— PROBLEM —
Echo the lines verbatim, starting with the line that contains "point: the flag" and going on through the last line of the records.

— LISTED ENTRIES —
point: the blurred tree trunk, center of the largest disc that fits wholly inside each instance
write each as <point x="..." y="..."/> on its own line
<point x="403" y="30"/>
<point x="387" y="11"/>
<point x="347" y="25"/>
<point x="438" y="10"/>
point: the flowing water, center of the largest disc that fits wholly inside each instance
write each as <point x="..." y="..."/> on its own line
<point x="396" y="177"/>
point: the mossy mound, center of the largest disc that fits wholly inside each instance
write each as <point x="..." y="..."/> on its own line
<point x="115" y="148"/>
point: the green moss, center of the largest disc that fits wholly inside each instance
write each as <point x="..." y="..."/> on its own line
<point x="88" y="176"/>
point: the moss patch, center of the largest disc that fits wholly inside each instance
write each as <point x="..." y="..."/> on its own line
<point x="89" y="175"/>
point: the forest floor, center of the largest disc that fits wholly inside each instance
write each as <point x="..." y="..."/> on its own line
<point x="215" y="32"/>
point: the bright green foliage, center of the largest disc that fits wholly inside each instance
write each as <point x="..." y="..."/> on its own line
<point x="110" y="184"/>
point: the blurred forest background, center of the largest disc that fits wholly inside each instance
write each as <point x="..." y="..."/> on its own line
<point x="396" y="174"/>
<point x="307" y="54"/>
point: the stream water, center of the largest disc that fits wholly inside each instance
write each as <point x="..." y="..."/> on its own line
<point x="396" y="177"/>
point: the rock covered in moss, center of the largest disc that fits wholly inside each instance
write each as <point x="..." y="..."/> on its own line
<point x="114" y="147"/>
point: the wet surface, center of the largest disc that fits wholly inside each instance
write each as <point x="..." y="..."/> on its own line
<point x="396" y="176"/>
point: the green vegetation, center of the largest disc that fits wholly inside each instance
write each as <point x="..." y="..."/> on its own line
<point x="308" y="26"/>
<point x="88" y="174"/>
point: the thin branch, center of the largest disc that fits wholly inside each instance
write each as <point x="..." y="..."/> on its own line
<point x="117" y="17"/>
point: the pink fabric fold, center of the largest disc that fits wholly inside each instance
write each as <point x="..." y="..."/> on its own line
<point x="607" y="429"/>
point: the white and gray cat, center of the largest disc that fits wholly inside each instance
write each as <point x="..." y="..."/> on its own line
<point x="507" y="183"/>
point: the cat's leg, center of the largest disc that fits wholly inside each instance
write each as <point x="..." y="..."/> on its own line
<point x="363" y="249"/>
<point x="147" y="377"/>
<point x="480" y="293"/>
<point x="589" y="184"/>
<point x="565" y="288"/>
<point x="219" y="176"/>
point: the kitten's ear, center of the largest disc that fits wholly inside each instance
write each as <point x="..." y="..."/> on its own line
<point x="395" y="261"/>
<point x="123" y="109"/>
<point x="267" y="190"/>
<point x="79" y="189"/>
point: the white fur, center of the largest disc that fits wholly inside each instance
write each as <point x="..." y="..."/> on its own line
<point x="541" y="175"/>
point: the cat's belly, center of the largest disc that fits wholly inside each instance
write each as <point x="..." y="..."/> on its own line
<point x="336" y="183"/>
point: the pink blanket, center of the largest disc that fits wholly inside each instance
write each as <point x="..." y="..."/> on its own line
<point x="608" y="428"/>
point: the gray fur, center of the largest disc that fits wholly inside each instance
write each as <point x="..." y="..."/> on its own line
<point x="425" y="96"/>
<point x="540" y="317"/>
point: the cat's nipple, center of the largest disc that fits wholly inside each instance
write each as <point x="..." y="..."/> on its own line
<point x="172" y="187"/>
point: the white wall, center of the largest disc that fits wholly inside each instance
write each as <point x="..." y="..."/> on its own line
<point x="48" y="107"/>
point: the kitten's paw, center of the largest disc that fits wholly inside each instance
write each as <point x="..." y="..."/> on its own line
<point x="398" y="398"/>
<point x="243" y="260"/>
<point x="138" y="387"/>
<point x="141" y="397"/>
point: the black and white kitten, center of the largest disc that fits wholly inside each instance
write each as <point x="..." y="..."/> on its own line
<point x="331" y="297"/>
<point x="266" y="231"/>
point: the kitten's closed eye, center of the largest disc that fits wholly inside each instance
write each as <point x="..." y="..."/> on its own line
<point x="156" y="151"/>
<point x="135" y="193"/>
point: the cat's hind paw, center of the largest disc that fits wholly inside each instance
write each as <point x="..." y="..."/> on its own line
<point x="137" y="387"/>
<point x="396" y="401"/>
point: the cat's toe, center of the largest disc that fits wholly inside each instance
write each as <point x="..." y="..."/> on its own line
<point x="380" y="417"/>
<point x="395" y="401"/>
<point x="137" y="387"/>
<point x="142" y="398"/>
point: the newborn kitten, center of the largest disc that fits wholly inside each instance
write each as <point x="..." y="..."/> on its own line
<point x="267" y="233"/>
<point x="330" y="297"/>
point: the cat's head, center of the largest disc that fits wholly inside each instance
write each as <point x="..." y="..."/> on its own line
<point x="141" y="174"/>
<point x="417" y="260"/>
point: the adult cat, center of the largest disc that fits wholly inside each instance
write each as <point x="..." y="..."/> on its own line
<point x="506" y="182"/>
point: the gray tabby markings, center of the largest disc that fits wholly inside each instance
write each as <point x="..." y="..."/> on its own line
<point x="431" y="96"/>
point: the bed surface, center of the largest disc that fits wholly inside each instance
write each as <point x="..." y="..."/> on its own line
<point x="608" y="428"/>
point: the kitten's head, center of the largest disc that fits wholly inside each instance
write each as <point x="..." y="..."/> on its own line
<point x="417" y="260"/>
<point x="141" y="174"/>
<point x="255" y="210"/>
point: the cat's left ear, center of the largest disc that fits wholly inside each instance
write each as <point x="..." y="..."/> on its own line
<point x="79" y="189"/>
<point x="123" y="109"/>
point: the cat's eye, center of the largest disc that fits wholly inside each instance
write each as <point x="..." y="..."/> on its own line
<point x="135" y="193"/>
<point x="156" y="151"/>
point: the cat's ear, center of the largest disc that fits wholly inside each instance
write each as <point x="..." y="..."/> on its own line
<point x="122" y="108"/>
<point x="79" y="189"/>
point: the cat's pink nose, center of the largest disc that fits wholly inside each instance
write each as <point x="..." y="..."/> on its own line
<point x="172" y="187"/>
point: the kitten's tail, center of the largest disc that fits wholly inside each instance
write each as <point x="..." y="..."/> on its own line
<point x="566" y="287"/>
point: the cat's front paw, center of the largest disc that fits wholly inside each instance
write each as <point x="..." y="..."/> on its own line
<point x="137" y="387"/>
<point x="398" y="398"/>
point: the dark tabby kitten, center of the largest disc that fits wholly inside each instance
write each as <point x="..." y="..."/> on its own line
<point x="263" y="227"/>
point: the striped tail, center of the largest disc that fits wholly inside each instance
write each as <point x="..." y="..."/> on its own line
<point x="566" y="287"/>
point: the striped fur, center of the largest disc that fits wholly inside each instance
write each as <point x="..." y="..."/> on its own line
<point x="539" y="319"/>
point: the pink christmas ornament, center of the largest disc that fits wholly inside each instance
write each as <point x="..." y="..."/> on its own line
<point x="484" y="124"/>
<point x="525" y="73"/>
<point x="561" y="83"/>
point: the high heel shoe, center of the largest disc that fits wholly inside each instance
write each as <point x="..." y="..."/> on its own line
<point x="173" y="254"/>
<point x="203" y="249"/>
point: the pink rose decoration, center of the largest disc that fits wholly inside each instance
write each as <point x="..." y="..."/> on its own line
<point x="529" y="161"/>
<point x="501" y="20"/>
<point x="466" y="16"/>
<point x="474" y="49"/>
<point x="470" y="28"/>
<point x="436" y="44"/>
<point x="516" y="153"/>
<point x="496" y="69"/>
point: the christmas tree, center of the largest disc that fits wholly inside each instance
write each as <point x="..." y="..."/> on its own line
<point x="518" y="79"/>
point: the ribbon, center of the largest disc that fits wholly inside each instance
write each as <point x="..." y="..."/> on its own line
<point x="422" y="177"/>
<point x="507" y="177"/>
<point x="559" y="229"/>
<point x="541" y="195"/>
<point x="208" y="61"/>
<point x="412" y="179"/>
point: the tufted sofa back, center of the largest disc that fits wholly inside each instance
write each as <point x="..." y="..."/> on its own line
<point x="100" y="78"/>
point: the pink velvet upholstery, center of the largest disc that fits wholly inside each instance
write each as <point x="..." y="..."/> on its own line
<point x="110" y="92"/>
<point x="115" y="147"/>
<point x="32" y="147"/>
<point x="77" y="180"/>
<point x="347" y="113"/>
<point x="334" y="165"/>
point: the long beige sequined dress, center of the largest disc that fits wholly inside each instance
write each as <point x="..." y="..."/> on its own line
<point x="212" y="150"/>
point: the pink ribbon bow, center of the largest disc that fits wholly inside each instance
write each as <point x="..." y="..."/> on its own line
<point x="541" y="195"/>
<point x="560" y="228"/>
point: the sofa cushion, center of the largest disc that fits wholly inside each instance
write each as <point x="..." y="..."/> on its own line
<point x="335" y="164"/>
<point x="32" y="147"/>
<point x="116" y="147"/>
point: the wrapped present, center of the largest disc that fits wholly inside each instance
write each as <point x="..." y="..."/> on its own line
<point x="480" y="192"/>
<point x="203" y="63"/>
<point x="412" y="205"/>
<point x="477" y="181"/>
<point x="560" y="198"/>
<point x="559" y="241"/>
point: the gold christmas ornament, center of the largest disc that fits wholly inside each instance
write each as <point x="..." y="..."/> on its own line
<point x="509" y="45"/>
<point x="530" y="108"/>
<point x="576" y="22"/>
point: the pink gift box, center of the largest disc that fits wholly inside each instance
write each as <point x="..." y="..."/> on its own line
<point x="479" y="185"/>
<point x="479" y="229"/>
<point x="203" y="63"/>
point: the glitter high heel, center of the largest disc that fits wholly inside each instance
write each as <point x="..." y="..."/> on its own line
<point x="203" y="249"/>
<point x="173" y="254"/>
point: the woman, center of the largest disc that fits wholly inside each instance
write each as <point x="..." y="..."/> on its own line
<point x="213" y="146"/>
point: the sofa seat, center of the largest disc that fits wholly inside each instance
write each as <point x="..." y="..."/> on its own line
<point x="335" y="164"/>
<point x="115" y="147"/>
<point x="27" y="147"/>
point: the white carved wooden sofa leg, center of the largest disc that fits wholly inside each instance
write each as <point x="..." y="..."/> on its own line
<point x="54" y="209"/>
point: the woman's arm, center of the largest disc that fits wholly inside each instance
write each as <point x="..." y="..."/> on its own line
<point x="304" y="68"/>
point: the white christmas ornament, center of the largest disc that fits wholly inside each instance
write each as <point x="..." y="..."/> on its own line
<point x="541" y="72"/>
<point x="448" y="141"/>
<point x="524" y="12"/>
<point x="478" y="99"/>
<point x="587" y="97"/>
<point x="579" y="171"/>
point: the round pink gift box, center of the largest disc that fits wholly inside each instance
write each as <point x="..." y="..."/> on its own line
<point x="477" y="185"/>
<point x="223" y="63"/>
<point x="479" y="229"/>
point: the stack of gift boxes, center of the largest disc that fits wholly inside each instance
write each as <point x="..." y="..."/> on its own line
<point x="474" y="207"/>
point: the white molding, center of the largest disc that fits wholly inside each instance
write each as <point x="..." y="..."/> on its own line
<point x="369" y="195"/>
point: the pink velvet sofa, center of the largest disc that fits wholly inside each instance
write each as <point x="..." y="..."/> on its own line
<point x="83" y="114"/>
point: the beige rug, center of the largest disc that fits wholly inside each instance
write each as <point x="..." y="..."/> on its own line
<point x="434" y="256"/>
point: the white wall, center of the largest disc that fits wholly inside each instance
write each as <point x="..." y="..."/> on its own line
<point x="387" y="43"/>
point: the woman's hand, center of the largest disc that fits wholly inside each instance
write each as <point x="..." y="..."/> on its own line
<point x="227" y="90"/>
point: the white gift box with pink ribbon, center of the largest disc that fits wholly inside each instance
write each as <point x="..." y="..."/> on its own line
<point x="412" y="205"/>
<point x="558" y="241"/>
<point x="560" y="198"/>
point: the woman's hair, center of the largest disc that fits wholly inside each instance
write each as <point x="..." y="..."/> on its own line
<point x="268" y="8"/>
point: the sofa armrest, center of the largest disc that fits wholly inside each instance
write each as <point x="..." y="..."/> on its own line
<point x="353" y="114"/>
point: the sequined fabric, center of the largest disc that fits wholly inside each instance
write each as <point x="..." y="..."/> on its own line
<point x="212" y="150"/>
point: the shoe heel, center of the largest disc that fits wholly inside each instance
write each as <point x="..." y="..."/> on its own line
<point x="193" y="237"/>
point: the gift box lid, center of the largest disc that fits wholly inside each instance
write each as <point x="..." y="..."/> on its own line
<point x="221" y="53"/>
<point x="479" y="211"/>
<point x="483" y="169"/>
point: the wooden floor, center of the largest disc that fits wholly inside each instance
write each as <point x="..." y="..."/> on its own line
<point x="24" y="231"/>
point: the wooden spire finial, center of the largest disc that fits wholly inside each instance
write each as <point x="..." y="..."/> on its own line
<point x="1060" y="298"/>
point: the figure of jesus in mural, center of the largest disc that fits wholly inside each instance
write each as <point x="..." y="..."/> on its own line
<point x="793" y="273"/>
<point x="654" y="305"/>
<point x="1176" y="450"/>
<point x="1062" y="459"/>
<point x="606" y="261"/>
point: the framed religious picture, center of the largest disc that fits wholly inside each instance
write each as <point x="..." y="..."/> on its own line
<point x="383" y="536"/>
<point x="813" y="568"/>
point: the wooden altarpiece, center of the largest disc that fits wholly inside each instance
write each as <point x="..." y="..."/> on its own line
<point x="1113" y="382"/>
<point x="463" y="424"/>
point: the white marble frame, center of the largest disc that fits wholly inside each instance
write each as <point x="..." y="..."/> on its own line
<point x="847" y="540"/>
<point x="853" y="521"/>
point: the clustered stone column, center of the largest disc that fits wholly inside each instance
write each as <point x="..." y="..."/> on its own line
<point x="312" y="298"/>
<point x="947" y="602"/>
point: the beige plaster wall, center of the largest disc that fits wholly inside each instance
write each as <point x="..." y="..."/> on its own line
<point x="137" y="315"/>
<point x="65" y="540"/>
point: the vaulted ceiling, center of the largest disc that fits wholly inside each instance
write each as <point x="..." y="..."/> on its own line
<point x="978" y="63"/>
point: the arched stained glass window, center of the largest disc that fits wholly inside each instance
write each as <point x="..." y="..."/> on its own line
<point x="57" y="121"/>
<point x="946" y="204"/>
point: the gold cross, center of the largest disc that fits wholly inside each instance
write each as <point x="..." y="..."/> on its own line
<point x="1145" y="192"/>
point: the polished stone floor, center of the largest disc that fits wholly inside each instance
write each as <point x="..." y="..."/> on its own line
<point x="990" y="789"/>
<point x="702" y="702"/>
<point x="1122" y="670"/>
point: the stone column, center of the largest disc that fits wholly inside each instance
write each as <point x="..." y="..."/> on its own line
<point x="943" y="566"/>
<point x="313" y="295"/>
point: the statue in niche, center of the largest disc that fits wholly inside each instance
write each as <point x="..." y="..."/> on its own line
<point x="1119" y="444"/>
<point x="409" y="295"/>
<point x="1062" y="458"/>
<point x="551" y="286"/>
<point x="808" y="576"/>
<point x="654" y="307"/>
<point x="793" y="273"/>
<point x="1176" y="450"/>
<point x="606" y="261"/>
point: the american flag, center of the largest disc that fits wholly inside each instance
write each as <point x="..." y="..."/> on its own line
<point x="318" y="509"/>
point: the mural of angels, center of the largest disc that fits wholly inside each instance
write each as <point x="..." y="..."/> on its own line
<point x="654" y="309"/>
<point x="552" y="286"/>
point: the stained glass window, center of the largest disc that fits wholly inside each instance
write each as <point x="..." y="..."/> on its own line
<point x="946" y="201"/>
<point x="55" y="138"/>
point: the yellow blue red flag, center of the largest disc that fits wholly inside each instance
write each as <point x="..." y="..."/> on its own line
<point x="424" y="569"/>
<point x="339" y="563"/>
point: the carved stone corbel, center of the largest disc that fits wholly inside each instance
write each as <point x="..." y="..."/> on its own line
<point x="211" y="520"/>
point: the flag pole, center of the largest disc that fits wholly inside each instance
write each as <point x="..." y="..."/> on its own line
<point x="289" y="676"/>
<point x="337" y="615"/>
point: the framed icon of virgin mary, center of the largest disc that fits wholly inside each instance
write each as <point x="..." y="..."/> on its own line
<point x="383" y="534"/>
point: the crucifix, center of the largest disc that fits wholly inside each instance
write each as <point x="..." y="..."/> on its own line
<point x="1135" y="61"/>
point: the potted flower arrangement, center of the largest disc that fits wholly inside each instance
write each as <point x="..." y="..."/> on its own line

— REPLY TO THE EXERCISE —
point: the flag pole, center of the largest disc that fits wholly inside each instance
write each as <point x="..." y="..."/> on its own line
<point x="289" y="676"/>
<point x="337" y="615"/>
point: the framed icon of virgin mary, center of the largest disc that fits wholly inside each instance
write each as <point x="..." y="..."/> on its own line
<point x="383" y="534"/>
point: the crucifix, center of the largest disc that fits wholly inside each instance
write each as <point x="..." y="..."/> on its own line
<point x="1135" y="61"/>
point: the potted flower arrangement, center of the largest disc that fits wholly inside each instance
write each as <point x="..." y="..."/> on its own line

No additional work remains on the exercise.